* [Problem to work on]
Quote the records below exactly, starting with the line that contains "Where can the runway" and going on through the line that contains "x=648, y=501", both lines included.

* [Data entries]

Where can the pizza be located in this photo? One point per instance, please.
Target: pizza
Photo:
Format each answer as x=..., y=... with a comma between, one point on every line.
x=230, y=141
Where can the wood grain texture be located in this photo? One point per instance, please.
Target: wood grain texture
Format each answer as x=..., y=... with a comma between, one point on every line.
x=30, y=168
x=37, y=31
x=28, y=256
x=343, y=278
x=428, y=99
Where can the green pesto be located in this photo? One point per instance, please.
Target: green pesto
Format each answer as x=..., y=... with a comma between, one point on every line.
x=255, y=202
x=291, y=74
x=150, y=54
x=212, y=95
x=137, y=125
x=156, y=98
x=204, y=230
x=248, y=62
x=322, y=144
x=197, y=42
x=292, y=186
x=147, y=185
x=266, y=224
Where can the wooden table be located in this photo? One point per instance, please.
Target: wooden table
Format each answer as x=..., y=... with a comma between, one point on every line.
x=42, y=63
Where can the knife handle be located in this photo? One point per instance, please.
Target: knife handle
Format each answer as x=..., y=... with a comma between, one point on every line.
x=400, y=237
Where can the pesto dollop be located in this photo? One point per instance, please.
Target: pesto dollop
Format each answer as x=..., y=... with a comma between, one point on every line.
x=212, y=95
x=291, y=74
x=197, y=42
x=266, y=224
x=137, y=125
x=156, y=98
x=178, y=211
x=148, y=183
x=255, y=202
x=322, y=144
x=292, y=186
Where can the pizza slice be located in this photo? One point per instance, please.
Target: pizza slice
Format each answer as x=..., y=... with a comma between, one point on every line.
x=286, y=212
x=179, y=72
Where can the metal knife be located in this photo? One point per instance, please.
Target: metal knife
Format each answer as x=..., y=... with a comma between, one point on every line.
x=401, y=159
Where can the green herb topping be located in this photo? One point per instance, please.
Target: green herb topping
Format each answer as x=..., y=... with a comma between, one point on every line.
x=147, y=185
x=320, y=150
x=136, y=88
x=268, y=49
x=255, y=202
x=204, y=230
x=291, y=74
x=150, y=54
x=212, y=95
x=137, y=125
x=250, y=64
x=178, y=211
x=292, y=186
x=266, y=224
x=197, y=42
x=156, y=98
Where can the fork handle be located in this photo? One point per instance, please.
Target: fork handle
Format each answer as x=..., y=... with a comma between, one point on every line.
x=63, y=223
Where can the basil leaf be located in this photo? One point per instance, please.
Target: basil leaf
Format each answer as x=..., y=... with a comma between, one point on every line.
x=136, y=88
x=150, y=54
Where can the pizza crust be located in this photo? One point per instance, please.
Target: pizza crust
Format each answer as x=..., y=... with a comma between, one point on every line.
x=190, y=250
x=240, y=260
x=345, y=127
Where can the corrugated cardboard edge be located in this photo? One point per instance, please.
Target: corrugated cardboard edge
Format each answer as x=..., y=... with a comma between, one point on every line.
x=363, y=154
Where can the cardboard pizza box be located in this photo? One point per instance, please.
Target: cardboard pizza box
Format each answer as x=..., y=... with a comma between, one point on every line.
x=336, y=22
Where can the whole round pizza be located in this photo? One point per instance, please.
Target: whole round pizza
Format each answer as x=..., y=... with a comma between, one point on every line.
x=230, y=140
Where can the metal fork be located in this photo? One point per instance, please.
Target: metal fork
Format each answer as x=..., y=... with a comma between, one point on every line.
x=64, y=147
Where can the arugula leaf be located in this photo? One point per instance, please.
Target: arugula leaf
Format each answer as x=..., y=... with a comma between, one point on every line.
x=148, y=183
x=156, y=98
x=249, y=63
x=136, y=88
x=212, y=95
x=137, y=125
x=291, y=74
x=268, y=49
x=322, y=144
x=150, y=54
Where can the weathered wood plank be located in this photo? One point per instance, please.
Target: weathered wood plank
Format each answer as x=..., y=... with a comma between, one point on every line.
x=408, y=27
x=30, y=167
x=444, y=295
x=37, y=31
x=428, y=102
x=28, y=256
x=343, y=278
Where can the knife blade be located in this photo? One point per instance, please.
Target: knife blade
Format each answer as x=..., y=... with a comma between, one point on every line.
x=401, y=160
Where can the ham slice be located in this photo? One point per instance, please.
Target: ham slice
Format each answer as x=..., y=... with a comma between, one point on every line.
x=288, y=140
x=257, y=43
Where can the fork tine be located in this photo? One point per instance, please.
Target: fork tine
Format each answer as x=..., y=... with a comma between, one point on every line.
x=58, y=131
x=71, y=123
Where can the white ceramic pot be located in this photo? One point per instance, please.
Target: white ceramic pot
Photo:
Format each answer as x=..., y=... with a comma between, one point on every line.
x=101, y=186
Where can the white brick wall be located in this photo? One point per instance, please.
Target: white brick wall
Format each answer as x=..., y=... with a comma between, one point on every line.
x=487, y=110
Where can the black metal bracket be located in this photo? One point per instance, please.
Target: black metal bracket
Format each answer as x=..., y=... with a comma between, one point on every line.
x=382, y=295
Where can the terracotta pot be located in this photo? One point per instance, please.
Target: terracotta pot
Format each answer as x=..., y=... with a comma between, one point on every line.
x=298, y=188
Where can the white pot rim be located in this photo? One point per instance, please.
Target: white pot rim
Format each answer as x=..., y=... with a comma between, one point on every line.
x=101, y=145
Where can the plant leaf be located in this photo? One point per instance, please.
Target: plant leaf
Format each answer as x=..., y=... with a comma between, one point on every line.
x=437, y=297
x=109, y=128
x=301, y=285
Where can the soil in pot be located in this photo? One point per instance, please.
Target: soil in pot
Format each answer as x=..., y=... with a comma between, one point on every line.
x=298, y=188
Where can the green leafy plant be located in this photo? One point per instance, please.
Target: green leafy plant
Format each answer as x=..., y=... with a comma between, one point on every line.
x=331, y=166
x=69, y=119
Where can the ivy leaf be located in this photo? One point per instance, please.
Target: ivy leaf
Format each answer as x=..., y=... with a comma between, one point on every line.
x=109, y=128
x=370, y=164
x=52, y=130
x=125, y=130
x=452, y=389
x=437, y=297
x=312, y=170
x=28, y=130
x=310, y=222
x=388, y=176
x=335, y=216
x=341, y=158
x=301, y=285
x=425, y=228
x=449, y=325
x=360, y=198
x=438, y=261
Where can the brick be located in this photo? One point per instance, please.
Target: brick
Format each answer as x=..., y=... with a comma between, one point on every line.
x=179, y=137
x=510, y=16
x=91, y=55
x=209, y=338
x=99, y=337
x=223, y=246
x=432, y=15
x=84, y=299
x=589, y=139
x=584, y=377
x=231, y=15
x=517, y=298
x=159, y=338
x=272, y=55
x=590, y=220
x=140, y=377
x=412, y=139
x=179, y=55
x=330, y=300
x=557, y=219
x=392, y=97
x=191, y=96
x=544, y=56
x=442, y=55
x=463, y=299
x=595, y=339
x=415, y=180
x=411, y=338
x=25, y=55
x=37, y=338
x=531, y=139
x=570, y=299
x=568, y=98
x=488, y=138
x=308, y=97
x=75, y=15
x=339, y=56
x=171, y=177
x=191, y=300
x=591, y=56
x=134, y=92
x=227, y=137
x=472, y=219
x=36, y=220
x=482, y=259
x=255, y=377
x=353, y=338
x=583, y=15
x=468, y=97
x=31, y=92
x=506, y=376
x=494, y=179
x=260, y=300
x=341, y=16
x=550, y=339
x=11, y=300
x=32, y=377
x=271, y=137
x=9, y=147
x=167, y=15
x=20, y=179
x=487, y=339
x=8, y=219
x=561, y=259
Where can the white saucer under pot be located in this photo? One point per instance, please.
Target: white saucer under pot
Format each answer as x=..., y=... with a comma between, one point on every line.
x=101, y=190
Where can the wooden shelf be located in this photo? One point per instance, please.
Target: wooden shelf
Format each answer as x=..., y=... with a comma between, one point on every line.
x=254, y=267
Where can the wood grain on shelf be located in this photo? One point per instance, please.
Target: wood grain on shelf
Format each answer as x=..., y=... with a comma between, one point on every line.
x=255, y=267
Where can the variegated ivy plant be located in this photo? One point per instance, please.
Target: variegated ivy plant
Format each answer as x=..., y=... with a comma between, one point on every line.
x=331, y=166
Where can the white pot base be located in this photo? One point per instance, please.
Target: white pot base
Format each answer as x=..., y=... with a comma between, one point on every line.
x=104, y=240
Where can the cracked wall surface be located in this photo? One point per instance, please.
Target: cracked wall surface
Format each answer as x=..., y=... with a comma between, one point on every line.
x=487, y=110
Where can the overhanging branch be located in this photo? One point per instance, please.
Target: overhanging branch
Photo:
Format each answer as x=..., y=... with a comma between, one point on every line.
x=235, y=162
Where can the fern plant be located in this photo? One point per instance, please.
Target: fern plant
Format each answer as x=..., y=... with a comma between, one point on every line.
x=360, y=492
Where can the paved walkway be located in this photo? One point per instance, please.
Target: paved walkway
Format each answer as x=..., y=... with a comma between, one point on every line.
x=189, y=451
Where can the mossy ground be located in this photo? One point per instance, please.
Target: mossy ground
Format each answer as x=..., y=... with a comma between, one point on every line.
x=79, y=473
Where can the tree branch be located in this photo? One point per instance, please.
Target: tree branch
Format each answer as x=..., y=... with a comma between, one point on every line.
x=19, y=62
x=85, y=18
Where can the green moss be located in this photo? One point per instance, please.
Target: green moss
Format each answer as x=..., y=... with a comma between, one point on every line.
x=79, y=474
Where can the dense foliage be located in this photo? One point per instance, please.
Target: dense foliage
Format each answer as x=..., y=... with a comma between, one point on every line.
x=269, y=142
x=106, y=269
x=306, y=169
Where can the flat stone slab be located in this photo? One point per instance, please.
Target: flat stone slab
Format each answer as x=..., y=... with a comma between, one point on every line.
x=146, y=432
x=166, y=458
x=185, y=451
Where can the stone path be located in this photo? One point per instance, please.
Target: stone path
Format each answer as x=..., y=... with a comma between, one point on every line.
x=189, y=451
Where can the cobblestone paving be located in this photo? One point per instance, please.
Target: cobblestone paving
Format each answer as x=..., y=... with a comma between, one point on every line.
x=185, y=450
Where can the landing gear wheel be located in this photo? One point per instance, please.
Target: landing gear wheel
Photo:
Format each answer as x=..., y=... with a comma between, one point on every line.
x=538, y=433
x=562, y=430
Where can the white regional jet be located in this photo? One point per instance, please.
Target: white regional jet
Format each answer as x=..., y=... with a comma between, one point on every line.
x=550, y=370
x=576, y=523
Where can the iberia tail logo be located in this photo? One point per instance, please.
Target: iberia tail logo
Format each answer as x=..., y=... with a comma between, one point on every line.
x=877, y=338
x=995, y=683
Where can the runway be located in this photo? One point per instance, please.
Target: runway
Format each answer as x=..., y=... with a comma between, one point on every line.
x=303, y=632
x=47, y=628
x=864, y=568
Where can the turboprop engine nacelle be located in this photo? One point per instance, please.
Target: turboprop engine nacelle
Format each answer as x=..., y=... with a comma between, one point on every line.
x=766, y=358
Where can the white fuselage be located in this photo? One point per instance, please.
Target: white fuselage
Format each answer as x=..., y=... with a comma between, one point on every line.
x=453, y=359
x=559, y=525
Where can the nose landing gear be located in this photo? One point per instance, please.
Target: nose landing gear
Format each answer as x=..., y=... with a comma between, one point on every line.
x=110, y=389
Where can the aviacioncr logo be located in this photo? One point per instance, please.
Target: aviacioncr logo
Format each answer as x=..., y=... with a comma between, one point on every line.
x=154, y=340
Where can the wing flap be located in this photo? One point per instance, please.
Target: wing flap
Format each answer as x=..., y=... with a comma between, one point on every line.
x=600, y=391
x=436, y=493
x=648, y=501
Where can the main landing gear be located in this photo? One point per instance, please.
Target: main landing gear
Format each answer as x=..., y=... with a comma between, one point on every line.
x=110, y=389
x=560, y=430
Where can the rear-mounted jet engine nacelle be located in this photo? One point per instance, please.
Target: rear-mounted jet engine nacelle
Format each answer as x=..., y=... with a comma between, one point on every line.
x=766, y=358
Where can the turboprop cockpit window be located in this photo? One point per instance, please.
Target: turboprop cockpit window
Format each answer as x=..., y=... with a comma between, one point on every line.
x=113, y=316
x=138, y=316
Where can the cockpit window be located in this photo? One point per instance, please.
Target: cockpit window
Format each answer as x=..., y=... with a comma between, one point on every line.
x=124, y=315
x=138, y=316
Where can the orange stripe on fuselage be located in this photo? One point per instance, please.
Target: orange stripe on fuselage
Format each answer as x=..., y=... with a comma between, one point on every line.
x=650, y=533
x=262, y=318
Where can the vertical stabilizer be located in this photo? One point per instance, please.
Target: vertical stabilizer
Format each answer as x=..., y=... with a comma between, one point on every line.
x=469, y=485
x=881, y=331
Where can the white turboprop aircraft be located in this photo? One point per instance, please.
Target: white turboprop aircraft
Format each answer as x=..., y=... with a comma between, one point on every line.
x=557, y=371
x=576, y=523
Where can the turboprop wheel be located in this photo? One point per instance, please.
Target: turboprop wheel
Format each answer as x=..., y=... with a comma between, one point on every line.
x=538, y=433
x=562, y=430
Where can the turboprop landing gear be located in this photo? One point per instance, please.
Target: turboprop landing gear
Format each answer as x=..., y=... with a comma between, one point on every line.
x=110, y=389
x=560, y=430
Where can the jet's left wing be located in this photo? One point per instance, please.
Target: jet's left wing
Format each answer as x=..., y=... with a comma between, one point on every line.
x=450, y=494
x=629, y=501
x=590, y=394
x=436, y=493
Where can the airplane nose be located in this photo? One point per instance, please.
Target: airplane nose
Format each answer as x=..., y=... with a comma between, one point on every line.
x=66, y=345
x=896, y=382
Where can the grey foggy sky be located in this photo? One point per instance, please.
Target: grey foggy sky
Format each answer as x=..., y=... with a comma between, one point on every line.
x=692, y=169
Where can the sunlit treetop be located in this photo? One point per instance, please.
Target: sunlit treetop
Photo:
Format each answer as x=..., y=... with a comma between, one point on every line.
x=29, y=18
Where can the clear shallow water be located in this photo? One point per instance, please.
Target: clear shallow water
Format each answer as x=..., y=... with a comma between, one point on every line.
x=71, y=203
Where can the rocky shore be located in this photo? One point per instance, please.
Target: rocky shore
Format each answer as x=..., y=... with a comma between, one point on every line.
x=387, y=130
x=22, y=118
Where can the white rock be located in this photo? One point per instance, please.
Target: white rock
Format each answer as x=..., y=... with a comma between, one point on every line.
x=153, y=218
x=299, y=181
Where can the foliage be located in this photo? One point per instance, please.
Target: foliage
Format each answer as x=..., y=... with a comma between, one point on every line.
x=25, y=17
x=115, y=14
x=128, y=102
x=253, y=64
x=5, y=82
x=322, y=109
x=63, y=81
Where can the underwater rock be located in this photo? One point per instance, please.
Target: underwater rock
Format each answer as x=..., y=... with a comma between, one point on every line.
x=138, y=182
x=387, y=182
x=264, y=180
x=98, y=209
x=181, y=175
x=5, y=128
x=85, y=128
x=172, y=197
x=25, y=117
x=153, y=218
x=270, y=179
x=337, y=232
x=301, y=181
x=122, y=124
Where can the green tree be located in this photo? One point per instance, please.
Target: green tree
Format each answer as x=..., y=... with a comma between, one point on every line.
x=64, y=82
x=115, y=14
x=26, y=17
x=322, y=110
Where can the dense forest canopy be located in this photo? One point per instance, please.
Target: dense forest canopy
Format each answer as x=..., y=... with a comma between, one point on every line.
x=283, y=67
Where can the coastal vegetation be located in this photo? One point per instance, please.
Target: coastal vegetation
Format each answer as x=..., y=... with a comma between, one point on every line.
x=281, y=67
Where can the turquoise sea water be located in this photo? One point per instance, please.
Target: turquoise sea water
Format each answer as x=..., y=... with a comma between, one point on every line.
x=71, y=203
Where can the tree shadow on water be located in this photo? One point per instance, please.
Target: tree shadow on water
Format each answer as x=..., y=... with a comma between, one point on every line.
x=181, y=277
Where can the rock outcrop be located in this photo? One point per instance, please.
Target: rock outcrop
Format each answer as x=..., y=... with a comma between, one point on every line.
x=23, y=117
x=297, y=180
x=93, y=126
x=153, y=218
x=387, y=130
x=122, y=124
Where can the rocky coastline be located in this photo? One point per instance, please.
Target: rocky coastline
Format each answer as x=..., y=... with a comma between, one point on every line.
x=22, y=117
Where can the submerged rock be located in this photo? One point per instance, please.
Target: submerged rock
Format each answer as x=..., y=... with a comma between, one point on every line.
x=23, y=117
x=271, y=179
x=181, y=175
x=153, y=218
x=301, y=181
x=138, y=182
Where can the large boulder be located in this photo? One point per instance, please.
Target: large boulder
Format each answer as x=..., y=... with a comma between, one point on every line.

* [Full output]
Where can the runway be located in this photo? One point per instance, please.
Target: runway
Format each answer as x=..., y=... with a comma between, one point on every line.
x=303, y=632
x=47, y=628
x=864, y=568
Where can the turboprop engine nacelle be located in this photo? One point per instance, please.
Target: turboprop engine nacelle
Format each answer as x=..., y=... with a comma between, one point on every line.
x=766, y=358
Where can the white fuselage be located in this photo? One point per instance, please.
Target: white fuselage
Format each answer as x=..., y=... with a comma between, one point on every line.
x=453, y=359
x=559, y=525
Where can the nose landing gear be located in this photo? One point per instance, please.
Target: nose landing gear
Format each answer as x=..., y=... with a comma between, one point on every line.
x=110, y=389
Where can the aviacioncr logo be located in this photo? One point per instance, please.
Target: aviacioncr logo
Format each answer as x=..., y=... with a comma between, one point on every line.
x=154, y=340
Where can the wing flap be located in this photo? One point per instance, please.
Target: wing flap
Format each answer as x=..., y=... with a comma between, one point on every line.
x=600, y=391
x=436, y=493
x=648, y=501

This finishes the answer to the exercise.